DOCUMENT
In February, 1982, Davis negotiated the sale of the property. At the closing, the buyers paid $20,000 in cash and assumed the contract obligation in the amount of $129,105.49. The $98,000 balance was to be paid pursuant to an agreement whereby the buyers would either transfer certain lots to Davis and Wilmarth or pay specified sums of money. The majority of the cash payment was in the form of a $15,862.50 check to Wilmarth. Although Davis had assigned his entire interest in the property to Wilmarth, the contract provided that Davis and Wilmarth would share equally in *422 the proceeds. Wilmarth testified that despite the recorded assignment, he did not consider himself to have a full interest in the property.

Shortly after the sale, Dahnken obtained a judgment against Davis and his company, New Worlds in Fund Raising Inc., and garnished the buyers of the property. Dahnken also commenced this action to have the assignment from Davis to Wilmarth set aside on the ground that it was a fraudulent conveyance.

Wilmarth does not dispute the trial court's finding that Davis was either insolvent when the assignment was made or that he became insolvent by reason thereof. Rather, he attacks the court's ruling that Davis' sale of the real estate to Wilmarth constituted a fraudulent conveyance under § 25-1-4 on the ground that he paid fair consideration for the assignment. In essence, Wilmarth's first two claims of error are based on the following reasoning: Section 25-1-4 of the Fraudulent Conveyance Act defines a fraudulent transfer as one made without "fair consideration."[4] To prove that he paid fair consideration for the assignment from Davis to Wilmarth, Wilmarth attempted to rely on cancelled checks he had made out to various business entities in which Davis was involved. Wilmarth claims that the checks to the businesses were really personal loans to Davis and that the trial court erred in excluding the checks from evidence.

The argument is without merit for two reasons. First, Wilmarth was allowed to read the entire substance of each check into evidence and therefore the information from the checks was before the court. Exclusion of the checks, which were cumulative because their substance had been presented to the court by oral evidence was at most harmless error. E.g., Walters v. Hitchcock, 237 Kan. 31, 35, 697 P.2d 847, 850 (1985).

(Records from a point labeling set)

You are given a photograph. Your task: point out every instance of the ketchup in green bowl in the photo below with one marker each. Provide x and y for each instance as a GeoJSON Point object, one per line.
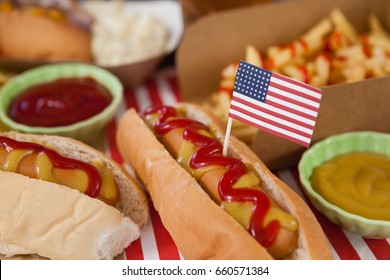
{"type": "Point", "coordinates": [60, 102]}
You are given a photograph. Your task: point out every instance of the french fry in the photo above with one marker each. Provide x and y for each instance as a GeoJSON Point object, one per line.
{"type": "Point", "coordinates": [331, 52]}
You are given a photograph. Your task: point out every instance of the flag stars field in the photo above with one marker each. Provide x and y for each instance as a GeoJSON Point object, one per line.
{"type": "Point", "coordinates": [275, 103]}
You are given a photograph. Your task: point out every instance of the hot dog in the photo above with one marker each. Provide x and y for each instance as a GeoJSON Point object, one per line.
{"type": "Point", "coordinates": [62, 199]}
{"type": "Point", "coordinates": [177, 153]}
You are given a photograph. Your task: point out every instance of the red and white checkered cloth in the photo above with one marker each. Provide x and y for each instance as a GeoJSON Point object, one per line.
{"type": "Point", "coordinates": [155, 242]}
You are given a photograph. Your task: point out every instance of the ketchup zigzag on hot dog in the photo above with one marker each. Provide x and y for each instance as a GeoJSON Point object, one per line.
{"type": "Point", "coordinates": [62, 199]}
{"type": "Point", "coordinates": [191, 183]}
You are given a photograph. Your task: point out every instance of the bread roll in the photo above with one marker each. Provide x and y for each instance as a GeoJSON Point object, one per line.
{"type": "Point", "coordinates": [27, 36]}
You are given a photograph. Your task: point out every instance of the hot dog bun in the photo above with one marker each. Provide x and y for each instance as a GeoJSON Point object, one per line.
{"type": "Point", "coordinates": [67, 223]}
{"type": "Point", "coordinates": [198, 226]}
{"type": "Point", "coordinates": [26, 34]}
{"type": "Point", "coordinates": [57, 222]}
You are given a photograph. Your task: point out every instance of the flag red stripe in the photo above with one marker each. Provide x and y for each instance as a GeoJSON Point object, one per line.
{"type": "Point", "coordinates": [134, 251]}
{"type": "Point", "coordinates": [273, 113]}
{"type": "Point", "coordinates": [167, 249]}
{"type": "Point", "coordinates": [379, 247]}
{"type": "Point", "coordinates": [295, 92]}
{"type": "Point", "coordinates": [333, 232]}
{"type": "Point", "coordinates": [291, 110]}
{"type": "Point", "coordinates": [290, 100]}
{"type": "Point", "coordinates": [270, 130]}
{"type": "Point", "coordinates": [274, 123]}
{"type": "Point", "coordinates": [298, 83]}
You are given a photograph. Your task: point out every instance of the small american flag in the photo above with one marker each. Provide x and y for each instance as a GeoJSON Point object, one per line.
{"type": "Point", "coordinates": [275, 103]}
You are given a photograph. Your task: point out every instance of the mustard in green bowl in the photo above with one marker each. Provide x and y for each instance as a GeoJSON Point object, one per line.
{"type": "Point", "coordinates": [345, 159]}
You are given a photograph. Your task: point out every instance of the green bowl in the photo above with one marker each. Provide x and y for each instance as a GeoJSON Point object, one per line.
{"type": "Point", "coordinates": [85, 130]}
{"type": "Point", "coordinates": [329, 148]}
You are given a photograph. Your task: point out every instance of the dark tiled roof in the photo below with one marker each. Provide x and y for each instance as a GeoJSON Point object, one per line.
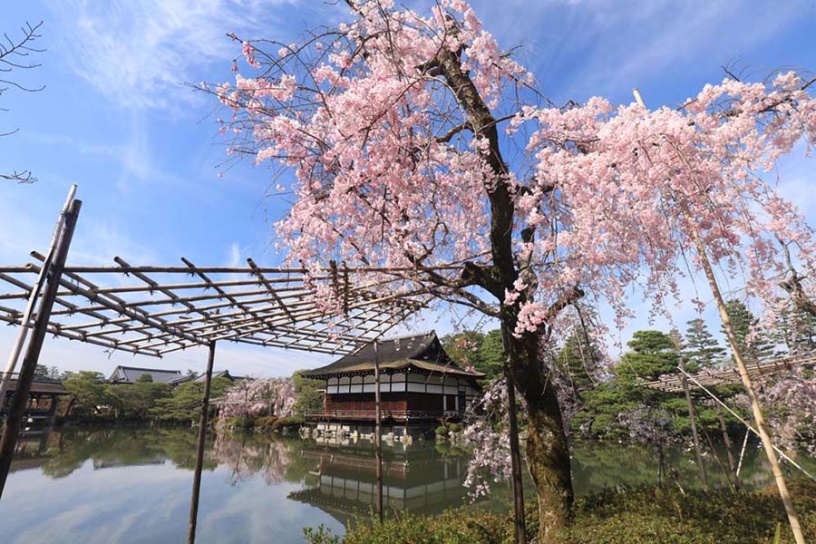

REQUIREMENT
Repeat word for word the stretch of the court opinion on the fraudulent conveyance from "Shortly after the" through "a fraudulent conveyance.".

FINISHED ANSWER
Shortly after the sale, Dahnken obtained a judgment against Davis and his company, New Worlds in Fund Raising Inc., and garnished the buyers of the property. Dahnken also commenced this action to have the assignment from Davis to Wilmarth set aside on the ground that it was a fraudulent conveyance.